--- Provided records Enclosed Below ---

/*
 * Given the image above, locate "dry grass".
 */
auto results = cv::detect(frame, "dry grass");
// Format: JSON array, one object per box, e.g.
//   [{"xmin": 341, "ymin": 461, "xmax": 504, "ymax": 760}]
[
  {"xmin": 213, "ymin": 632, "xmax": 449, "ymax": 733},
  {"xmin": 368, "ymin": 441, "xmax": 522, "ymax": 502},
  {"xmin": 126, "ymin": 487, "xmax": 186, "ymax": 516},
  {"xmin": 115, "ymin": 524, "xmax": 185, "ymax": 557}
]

--- End of Enclosed Provided records ---
--- Provided records Enclosed Below ---

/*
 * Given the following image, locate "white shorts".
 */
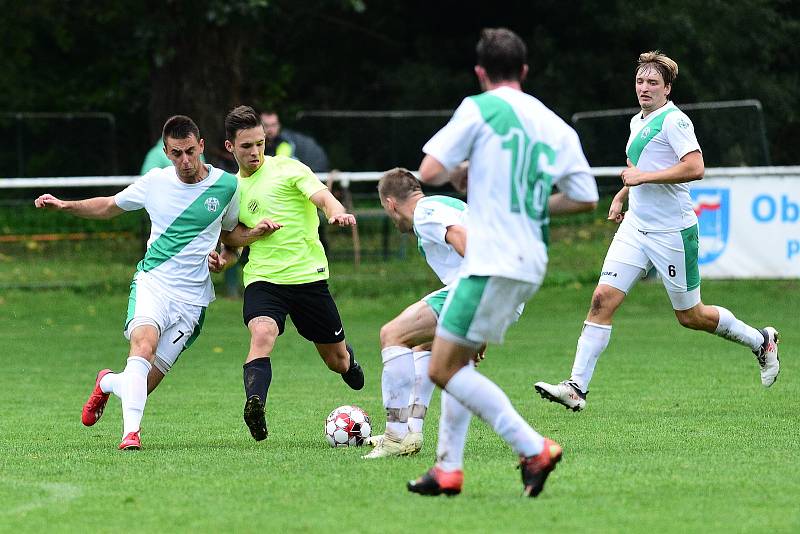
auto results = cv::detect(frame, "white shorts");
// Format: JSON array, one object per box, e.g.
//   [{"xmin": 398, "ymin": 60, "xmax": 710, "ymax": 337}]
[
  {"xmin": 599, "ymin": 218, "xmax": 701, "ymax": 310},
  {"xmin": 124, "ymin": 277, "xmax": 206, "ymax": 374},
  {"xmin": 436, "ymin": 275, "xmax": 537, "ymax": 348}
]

--- End of Enclosed Provided records ---

Task prompt:
Show every line from the entries above in which "shorts" appears.

Result of the exercise:
 * Given the following image, locate "white shorts".
auto results = cv::detect(frame, "white shorts");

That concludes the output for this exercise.